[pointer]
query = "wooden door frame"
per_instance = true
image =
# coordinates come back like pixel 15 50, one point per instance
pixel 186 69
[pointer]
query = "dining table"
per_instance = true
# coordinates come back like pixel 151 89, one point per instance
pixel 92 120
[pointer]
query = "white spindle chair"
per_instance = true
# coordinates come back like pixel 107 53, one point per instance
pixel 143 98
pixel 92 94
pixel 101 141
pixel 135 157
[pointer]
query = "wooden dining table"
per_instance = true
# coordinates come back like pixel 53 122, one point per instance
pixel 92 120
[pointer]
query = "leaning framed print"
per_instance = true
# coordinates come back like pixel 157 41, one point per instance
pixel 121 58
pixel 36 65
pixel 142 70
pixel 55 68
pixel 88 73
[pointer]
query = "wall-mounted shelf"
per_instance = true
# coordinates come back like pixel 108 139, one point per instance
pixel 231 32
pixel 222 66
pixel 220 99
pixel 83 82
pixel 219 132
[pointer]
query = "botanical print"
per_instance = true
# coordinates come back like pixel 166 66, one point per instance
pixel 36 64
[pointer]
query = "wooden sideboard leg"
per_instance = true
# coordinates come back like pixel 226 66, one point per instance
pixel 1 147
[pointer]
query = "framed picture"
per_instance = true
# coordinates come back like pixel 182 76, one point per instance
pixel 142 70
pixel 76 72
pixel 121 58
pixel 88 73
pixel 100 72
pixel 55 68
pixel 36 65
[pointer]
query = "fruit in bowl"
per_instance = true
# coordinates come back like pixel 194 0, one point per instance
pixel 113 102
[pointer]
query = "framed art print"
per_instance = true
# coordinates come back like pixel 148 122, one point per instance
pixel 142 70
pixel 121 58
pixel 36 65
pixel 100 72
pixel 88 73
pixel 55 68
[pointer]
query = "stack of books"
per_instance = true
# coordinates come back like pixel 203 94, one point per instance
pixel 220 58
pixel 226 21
■ ■ ■ ■
- **Task prompt**: Retype all of the data above word for word, keeping every line as it appears.

- **Answer for this exercise**:
[pointer]
query = "wooden door frame"
per_instance = true
image =
# coordinates come back like pixel 15 50, one point per instance
pixel 186 69
[pointer]
query = "dining table"
per_instance = true
# coordinates come back like pixel 151 89, one point per instance
pixel 92 120
[pointer]
query = "white spindle chair"
per_instance = true
# coordinates come back like pixel 107 53, one point per instance
pixel 143 98
pixel 92 94
pixel 101 141
pixel 135 157
[pointer]
query = "wooden dining table"
per_instance = true
# coordinates come back like pixel 53 122, one point per instance
pixel 92 120
[pointer]
query = "leaning framed print"
per_instance = true
# coordinates come back like pixel 157 41, one point per instance
pixel 121 58
pixel 36 65
pixel 142 70
pixel 55 68
pixel 88 73
[pointer]
query = "wall-mounted shelf"
per_instance = true
# coordinates come back like pixel 108 139, one point per instance
pixel 231 32
pixel 222 66
pixel 220 99
pixel 83 82
pixel 219 132
[pointer]
query = "botanical print"
per_instance = true
# coordinates come back like pixel 166 66, one point per instance
pixel 36 64
[pointer]
query = "wooden sideboard leg"
per_instance = true
# coordinates come back like pixel 226 66, one point per instance
pixel 1 147
[pointer]
query = "framed picture"
per_instance = true
# coordinates come back like pixel 182 76, one point per instance
pixel 142 70
pixel 76 72
pixel 121 58
pixel 88 73
pixel 100 72
pixel 55 68
pixel 36 65
[pointer]
query = "fruit in bowl"
per_instance = true
# coordinates come back like pixel 194 0, one point per instance
pixel 113 102
[pointer]
query = "framed art print"
per_instance = true
# coordinates come back like pixel 148 122, one point per instance
pixel 142 70
pixel 121 58
pixel 36 65
pixel 100 72
pixel 88 73
pixel 55 68
[pointer]
query = "stack of books"
per_instance = true
# coordinates come back like pixel 203 94, one point per instance
pixel 220 58
pixel 226 21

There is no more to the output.